Work to complete: Reproduce exactly the opening lines of the listing, stopping after the line that contains "Write each point like <point>370,394</point>." and including it.

Source data:
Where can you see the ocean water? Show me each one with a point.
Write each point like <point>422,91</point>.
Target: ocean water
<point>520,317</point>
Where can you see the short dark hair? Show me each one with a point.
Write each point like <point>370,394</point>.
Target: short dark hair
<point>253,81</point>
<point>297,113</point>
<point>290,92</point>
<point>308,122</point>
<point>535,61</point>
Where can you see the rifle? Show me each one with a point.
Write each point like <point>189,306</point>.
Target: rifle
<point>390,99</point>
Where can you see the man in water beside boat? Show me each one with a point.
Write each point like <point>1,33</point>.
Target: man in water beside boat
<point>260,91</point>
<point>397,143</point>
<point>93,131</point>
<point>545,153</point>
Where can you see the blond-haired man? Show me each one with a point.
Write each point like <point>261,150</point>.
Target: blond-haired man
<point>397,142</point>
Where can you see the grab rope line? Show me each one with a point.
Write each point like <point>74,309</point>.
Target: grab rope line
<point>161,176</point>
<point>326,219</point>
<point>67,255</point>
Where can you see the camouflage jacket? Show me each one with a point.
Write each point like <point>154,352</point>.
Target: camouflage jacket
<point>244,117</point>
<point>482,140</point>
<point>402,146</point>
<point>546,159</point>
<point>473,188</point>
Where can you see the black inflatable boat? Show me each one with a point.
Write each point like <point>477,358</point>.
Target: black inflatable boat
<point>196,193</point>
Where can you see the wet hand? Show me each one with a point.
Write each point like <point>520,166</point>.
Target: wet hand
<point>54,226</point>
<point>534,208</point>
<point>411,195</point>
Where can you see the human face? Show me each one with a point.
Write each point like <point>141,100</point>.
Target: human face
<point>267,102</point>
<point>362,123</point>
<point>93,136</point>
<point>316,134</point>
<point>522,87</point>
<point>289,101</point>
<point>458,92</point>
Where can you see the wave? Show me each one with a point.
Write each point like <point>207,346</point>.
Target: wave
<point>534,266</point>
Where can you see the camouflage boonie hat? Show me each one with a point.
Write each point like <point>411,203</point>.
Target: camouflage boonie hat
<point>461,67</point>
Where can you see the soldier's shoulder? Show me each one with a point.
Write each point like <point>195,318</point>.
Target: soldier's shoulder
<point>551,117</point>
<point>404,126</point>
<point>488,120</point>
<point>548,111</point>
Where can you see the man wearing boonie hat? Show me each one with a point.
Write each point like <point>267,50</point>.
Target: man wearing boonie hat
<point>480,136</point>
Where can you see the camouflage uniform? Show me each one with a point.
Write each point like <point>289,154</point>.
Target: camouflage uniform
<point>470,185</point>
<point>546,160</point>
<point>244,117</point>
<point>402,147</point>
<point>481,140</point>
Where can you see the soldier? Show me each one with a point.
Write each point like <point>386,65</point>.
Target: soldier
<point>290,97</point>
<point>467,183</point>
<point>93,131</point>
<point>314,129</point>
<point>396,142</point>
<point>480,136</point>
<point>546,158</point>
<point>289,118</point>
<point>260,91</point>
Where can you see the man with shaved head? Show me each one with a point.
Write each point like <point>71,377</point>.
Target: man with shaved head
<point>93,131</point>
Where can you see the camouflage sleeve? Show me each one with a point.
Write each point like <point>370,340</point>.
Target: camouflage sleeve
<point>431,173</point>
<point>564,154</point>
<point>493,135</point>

Your response:
Where can you see the ocean water? Show me each one with a point.
Write each point like <point>422,91</point>.
Target: ocean water
<point>520,317</point>
Where can you see the short dark hair? Show me each one with a point.
Write each point like <point>370,394</point>.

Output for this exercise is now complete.